(Предоставленный отрывок):
Остальные – все более или менее сошли с рельс и подскакивают по шпалам; неизвестно, чем они кончат: иные, может быть, катастрофой. Это – путь опасный, но он – настоящий.
Из семи собранных в 1-м альманахе Серапионовых братьев – наиболее катастрофичны трое: Лунц, Каверин и Никитин.
Лунц – весь изболтан, каждая частица в нем – во взвешенном состоянии, и неизвестно, какого цвета получится раствор, когда все в нем осядет. От удачной библейской стилизации («В пустыне») он перескакивает к трагедии, от трагедии – к памфлету, от памфлета – к фантастической повести (я знаю эти его работы). Он больше других шершав и неуклюж и ошибается чаще других; другие – гораздо лучше его слышат и видят, он – думает пока лучше других; он замахивается на широкие синтезы, а литература ближайшего будущего непременно уйдет от живописи – все равно, почтенно-реалистической или модерной, от быта – все равно, старого или самоновейшего, революционного – к художественной философии.

(Данные для упражнения):
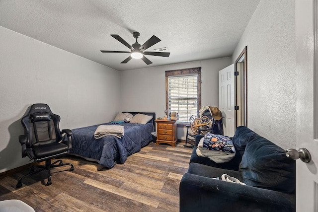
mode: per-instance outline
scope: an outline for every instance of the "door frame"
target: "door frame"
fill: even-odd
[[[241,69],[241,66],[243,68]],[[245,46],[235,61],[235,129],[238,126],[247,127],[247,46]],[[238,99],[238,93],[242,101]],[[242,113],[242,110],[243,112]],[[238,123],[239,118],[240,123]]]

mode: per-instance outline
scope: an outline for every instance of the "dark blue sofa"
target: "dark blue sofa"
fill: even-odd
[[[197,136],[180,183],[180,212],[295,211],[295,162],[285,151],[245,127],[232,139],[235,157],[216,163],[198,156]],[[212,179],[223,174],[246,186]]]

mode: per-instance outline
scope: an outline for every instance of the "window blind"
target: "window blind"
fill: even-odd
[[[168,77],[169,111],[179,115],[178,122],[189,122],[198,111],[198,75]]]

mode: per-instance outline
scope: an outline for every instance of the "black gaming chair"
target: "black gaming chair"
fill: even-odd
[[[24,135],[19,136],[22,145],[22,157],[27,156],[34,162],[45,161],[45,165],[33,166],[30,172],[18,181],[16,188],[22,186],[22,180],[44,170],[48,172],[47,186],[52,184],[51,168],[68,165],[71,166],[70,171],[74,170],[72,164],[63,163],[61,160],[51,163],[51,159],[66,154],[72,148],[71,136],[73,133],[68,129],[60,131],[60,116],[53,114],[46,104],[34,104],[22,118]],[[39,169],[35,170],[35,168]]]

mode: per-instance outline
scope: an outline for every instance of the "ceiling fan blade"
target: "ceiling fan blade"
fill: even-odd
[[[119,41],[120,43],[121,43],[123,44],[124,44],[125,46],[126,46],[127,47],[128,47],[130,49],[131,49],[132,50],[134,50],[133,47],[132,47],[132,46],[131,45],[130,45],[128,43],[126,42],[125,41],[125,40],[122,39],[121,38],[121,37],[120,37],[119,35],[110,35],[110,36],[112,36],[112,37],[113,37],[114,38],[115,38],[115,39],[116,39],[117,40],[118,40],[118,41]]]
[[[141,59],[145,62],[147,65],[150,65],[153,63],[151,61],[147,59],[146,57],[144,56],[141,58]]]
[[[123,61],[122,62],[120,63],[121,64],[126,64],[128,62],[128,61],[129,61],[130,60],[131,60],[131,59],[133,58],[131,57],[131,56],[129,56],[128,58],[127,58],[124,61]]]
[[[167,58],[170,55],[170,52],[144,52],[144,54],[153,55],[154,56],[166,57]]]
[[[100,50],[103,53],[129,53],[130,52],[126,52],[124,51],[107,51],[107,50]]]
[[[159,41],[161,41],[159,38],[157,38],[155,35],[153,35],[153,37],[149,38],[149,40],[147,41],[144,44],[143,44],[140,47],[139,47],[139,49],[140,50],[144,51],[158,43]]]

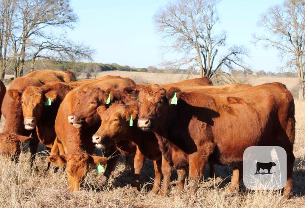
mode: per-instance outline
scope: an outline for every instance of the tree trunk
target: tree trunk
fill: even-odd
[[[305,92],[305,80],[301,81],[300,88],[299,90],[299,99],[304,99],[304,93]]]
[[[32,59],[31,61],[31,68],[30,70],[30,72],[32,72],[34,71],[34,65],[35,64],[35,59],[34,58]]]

(Требования к заданиям):
[a] Выведите без изменений фрагмент отрывка, который начинается со слов, содержащих «Остальные – все», и заканчивается словами «он – настоящий.».
[b] Подсчитайте строки листинга, в которых встречается слово «window», и укажите только их количество.
Отрывок и листинг — самостоятельные материалы, не связанные друг с другом.

(Ответы к упражнениям):
[a]
Остальные – все более или менее сошли с рельс и подскакивают по шпалам; неизвестно, чем они кончат: иные, может быть, катастрофой. Это – путь опасный, но он – настоящий.

[b] 2